__WORK TASK 1__: In the passage on hospital policies, print the text beginning at the words "Compare Policy to" and stopping after "to show causation.".
__WORK TASK 2__:
Answer these from the passage on hospital policies:
(a) In the post-surgical bleeding case, how often did the policy require vital sign checks, and for how long after surgery?
(b) Which policy did the defense produce while claiming to have lost the rapid response team activation criteria?
(c) Under the quoted pain assessment policy, what scale must RNs use, and how often?
__WORK TASK 3__: Pick up the passage on hospital policies after its last sentence and continue writing it.

__SOURCE PASSAGE__:
Content starts

Hospital Policies Define the Standard of Care
Every hospital maintains policy and procedure manuals. These documents tell staff exactly how to perform nursing tasks, respond to emergencies, document assessments, and escalate patient deterioration. When a nurse or physician violates these policies, you have written proof they failed to meet their own institutional standards. I've seen defense attorneys crumble when confronted with their client hospital's own policy manual showing the nurse should have called the physician after two elevated blood pressure readings, not four.
Request Policies Early and Specifically
Demand the relevant policies in your initial discovery requests. Do not ask for "all policies and procedures." Specify policies by clinical situation: fall risk assessment protocols, medication administration procedures, restraint application guidelines, pressure ulcer prevention bundles, sepsis screening tools, or whatever applies to your case. Hospitals will bury you in irrelevant documents if you let them. I've reviewed defense responses where they produced the visitor parking policy but claimed they lost the rapid response team activation criteria. Push back hard.
Compare Policy to Documentation
Lay the hospital policy next to the nursing flow sheets and progress notes. Create a chart showing what the policy required and what the medical record proves happened. In a case involving a post-surgical patient who bled out, the policy required vital sign checks every 15 minutes for two hours post-op. The nurse documented vitals at 1400, then nothing until 1530. The patient coded at 1520. That 75-minute gap proved fatal and violated the hospital's own written standards. Your damages expert uses this to show causation.
Policies Reveal What Training Staff Received
Hospital policies double as training documents. When a policy states "all RNs will assess pain using the 0-10 numerical scale every four hours," the hospital has confirmed they trained their nurses on this standard. The defendant nurse cannot claim ignorance. I've deposed nurses who insisted they didn't know they needed to reposition a bedbound patient every two hours. Then we show them the pressure injury prevention policy with their signature on the annual competency acknowledgment. Their credibility evaporates.

Content ends

__Dataset entries__:

Content starts

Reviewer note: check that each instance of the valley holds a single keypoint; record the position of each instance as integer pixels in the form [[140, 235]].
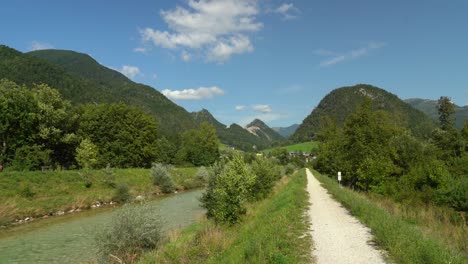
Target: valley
[[233, 131]]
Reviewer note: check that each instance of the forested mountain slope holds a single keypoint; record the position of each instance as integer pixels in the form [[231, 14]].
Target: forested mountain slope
[[81, 79], [429, 107], [339, 103]]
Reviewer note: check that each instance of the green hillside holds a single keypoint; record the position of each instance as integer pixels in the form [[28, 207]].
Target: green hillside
[[170, 116], [339, 103], [429, 107], [305, 147], [81, 79], [235, 135], [259, 128], [286, 131]]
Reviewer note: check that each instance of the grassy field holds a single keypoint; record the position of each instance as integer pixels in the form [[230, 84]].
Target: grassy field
[[274, 231], [33, 194], [301, 147], [406, 239]]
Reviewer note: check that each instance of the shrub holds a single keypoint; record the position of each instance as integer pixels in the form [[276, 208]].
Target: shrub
[[162, 178], [290, 168], [202, 174], [122, 193], [267, 173], [132, 231], [27, 192], [31, 158], [109, 176], [454, 195], [228, 192], [86, 154]]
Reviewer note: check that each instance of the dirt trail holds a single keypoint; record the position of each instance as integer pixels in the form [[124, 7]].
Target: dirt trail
[[338, 237]]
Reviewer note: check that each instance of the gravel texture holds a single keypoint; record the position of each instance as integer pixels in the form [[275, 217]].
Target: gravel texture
[[338, 237]]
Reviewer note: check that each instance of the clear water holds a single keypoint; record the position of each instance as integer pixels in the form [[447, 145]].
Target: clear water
[[72, 241]]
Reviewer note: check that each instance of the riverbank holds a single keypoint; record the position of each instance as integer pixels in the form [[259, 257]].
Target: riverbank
[[273, 231], [28, 196], [407, 239], [72, 238]]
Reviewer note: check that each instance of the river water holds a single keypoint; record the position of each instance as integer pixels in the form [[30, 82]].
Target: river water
[[72, 240]]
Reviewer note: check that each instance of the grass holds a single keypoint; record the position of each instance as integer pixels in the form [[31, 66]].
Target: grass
[[274, 231], [301, 147], [406, 241], [37, 193]]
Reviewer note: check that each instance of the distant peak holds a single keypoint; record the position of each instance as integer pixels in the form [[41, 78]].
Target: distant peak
[[256, 122]]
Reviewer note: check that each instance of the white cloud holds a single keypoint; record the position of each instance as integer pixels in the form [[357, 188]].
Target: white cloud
[[288, 11], [219, 28], [194, 94], [130, 71], [235, 45], [351, 55], [265, 117], [262, 108], [292, 89], [141, 49], [185, 56], [36, 45]]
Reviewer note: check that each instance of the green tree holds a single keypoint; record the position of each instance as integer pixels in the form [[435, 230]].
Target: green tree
[[87, 154], [162, 178], [449, 141], [18, 120], [281, 154], [446, 109], [125, 135], [228, 192], [57, 129], [267, 173], [200, 146]]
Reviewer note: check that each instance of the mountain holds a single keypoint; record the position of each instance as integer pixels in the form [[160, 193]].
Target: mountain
[[286, 131], [235, 135], [81, 79], [205, 116], [429, 107], [260, 129], [339, 103]]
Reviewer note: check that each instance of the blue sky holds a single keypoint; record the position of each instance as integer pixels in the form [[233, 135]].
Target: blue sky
[[267, 59]]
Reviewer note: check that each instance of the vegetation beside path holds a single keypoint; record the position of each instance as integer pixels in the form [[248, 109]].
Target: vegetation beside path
[[404, 232], [305, 147], [271, 232], [35, 194]]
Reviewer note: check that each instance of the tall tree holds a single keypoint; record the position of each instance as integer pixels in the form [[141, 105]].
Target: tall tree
[[125, 135], [200, 146], [445, 108], [18, 119]]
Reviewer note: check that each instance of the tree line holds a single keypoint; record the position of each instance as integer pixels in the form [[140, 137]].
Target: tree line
[[377, 155], [39, 128]]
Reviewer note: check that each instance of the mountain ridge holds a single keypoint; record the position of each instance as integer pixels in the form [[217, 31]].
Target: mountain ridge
[[429, 107], [341, 102]]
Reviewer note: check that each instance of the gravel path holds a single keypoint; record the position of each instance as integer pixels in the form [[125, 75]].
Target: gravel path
[[338, 237]]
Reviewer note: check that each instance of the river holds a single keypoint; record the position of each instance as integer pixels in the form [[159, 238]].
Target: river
[[71, 240]]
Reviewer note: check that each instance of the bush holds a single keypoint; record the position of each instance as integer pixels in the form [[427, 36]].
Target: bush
[[109, 176], [132, 231], [290, 168], [31, 158], [267, 173], [162, 178], [122, 193], [202, 174], [27, 192], [228, 192], [454, 195]]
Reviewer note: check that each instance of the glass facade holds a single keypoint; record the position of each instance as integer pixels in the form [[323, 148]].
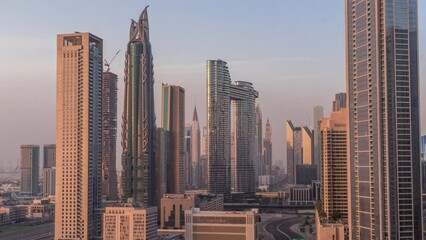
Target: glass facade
[[384, 119]]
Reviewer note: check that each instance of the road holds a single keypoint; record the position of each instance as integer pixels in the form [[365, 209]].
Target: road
[[40, 232], [280, 229]]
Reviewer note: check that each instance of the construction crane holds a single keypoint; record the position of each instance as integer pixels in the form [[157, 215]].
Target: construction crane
[[107, 64]]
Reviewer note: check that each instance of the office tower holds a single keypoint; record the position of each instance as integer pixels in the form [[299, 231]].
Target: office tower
[[187, 159], [258, 162], [339, 101], [138, 135], [109, 135], [220, 93], [294, 150], [162, 158], [195, 150], [49, 155], [49, 181], [203, 159], [30, 169], [307, 146], [423, 158], [78, 137], [217, 225], [318, 115], [131, 221], [334, 165], [383, 104], [173, 120], [267, 148]]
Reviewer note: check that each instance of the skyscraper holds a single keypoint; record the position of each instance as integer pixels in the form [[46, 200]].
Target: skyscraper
[[187, 158], [195, 150], [162, 158], [294, 150], [267, 148], [30, 158], [334, 165], [318, 115], [383, 103], [78, 137], [258, 162], [138, 135], [49, 155], [173, 120], [109, 135], [220, 93], [307, 146]]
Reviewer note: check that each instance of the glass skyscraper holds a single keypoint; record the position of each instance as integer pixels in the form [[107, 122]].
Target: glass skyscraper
[[138, 135], [383, 98]]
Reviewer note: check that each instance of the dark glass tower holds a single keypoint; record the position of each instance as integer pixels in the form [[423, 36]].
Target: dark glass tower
[[383, 102], [139, 126]]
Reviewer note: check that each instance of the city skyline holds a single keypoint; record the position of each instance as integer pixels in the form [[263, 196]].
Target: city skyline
[[185, 69]]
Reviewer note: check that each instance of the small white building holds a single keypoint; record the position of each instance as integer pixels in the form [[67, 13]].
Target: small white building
[[221, 225]]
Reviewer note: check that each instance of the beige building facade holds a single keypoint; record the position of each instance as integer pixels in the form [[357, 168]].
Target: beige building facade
[[130, 222], [78, 136], [334, 164], [221, 225]]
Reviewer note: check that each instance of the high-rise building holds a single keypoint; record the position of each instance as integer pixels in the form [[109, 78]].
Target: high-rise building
[[294, 150], [307, 146], [131, 221], [30, 158], [162, 158], [267, 149], [78, 137], [49, 155], [423, 140], [218, 225], [187, 159], [318, 115], [339, 101], [195, 150], [383, 104], [109, 135], [220, 93], [49, 181], [173, 120], [258, 161], [138, 135], [334, 165]]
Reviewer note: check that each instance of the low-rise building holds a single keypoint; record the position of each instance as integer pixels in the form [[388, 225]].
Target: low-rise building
[[300, 195], [221, 225], [130, 221], [173, 207]]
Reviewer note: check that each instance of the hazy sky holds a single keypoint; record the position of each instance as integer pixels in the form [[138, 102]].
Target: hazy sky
[[292, 51]]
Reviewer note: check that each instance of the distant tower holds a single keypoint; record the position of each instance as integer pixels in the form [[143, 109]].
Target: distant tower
[[30, 158], [258, 162], [138, 136], [49, 155], [78, 202], [49, 169], [267, 145], [318, 115], [109, 135], [334, 165], [173, 120], [195, 150]]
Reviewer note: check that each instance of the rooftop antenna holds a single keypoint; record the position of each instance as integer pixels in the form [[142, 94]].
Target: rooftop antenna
[[107, 64]]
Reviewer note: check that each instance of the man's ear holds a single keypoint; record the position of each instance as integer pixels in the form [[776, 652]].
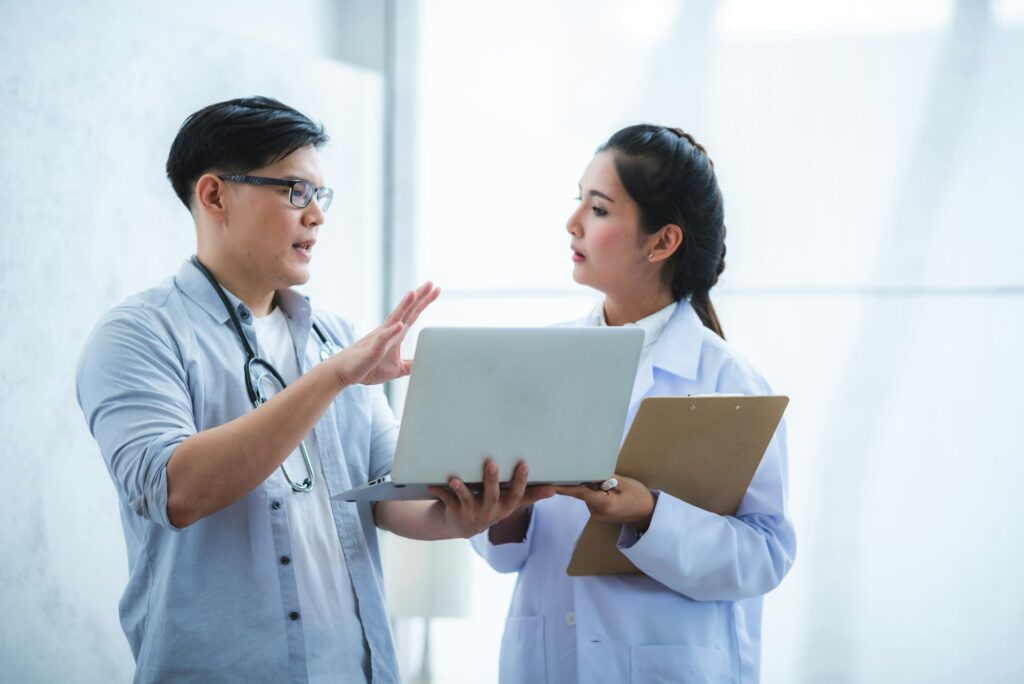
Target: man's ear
[[210, 195], [666, 242]]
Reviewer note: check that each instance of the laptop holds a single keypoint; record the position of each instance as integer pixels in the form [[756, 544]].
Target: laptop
[[555, 397]]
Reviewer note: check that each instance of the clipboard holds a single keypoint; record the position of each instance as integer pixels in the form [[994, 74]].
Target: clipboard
[[702, 450]]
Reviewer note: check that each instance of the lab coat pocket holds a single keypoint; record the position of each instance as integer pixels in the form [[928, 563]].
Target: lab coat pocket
[[523, 657], [689, 665]]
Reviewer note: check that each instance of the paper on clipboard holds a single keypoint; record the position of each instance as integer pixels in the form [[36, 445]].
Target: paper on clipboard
[[702, 450]]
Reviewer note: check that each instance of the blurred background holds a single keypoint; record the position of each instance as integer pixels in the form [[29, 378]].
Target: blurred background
[[870, 158]]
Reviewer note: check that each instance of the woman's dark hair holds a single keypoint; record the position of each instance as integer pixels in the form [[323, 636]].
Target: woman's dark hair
[[237, 136], [672, 179]]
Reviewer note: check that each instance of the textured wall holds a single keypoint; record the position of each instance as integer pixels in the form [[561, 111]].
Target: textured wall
[[91, 95]]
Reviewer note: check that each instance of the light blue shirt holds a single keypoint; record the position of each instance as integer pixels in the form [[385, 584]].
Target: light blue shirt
[[217, 601]]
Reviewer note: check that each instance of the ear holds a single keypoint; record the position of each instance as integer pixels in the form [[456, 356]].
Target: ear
[[210, 195], [665, 243]]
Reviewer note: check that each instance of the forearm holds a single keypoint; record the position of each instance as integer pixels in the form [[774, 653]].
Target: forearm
[[415, 519], [214, 468]]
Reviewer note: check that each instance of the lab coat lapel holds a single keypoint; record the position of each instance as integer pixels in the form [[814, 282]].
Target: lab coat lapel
[[677, 352]]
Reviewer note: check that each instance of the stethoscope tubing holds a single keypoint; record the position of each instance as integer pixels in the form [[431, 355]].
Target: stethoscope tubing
[[256, 395]]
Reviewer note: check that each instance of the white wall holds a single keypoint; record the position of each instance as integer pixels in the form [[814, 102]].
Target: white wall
[[91, 95], [870, 159]]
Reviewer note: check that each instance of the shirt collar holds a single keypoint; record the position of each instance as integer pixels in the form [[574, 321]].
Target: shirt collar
[[678, 347], [195, 286]]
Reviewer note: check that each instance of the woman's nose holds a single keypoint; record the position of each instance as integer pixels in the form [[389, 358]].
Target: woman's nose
[[572, 225]]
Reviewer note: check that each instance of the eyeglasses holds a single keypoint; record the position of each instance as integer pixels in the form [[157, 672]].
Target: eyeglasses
[[300, 193]]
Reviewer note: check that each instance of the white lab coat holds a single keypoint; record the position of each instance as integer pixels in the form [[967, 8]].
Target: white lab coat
[[694, 615]]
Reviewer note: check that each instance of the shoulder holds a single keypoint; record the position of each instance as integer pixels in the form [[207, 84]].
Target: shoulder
[[147, 324], [732, 371], [144, 314]]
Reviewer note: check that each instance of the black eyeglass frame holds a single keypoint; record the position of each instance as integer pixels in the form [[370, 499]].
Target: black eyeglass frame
[[324, 194]]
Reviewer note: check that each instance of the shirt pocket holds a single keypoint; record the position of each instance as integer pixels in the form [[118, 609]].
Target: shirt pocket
[[677, 664], [523, 656]]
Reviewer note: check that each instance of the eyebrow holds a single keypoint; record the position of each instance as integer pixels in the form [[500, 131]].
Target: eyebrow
[[599, 194]]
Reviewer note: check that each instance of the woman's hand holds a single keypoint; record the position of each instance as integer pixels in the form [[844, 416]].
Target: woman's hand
[[468, 514], [377, 356], [630, 502]]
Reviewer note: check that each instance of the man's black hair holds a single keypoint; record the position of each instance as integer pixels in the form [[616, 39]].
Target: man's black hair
[[237, 136]]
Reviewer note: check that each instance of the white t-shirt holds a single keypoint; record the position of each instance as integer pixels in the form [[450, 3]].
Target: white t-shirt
[[327, 599]]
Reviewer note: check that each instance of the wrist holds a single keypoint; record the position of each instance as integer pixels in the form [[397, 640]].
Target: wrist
[[642, 522], [337, 369]]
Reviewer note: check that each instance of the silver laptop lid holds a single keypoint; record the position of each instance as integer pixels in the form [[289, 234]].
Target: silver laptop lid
[[555, 397]]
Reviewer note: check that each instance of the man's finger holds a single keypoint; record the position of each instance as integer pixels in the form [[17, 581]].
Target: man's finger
[[519, 478], [492, 487], [450, 500], [423, 303], [461, 490], [400, 309]]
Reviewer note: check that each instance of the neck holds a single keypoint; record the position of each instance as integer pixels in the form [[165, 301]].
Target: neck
[[622, 308], [254, 295]]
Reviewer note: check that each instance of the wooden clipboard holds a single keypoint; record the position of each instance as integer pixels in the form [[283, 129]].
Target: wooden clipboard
[[704, 450]]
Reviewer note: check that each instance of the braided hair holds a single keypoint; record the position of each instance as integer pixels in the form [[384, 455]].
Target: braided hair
[[672, 179]]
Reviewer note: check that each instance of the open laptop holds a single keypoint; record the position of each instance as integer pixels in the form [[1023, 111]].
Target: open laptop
[[555, 397]]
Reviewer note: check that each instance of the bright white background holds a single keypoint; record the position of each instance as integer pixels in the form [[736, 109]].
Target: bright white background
[[869, 155]]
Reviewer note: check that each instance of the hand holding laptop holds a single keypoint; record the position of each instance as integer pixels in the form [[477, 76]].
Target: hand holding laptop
[[469, 514]]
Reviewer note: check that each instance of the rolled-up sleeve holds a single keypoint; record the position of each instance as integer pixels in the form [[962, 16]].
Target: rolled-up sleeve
[[133, 392]]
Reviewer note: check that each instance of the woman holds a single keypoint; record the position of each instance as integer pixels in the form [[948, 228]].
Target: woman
[[649, 234]]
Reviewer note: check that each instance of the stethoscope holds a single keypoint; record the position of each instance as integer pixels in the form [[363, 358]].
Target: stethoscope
[[255, 364]]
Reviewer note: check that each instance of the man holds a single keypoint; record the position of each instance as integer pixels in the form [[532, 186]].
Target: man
[[242, 565]]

Content ends

__ANSWER AREA 1__:
Compare Policy to Documentation
Lay the hospital policy next to the nursing flow sheets and progress notes. Create a chart showing what the policy required and what the medical record proves happened. In a case involving a post-surgical patient who bled out, the policy required vital sign checks every 15 minutes for two hours post-op. The nurse documented vitals at 1400, then nothing until 1530. The patient coded at 1520. That 75-minute gap proved fatal and violated the hospital's own written standards. Your damages expert uses this to show causation.

__ANSWER AREA 2__:
(a) Every 15 minutes for two hours post-op.
(b) The visitor parking policy.
(c) The 0-10 numerical scale, every four hours.

__ANSWER AREA 3__:
Look for Policy Violations in Supervision and Staffing
Policies govern more than bedside care. They address charge nurse responsibilities, preceptor requirements for new graduates, and mandatory staff-to-patient ratios. In a medication error case, I found the hospital policy required all new nurses to have medications co-signed by a preceptor for 90 days. The nurse who gave the wrong dose was on day 30 of orientation and gave medications unsupervised. The hospital violated its own safety protocol. This shifted liability from the individual nurse to the institution and expanded your recovery.
Outdated Policies Expose Systemic Failures
Check the policy revision dates. A fall prevention policy last updated in 2008 tells you the hospital ignored 15 years of evidence-based practice improvements. Professional standards evolve. If the policy references outdated equipment or eliminated medications, the hospital demonstrates deliberate indifference to patient safety. I reviewed a case where the hospital's restraint policy still referenced Posey vests, which were contraindicated by national guidelines eight years earlier. This showed the jury a pattern of institutional neglect beyond one bad nurse.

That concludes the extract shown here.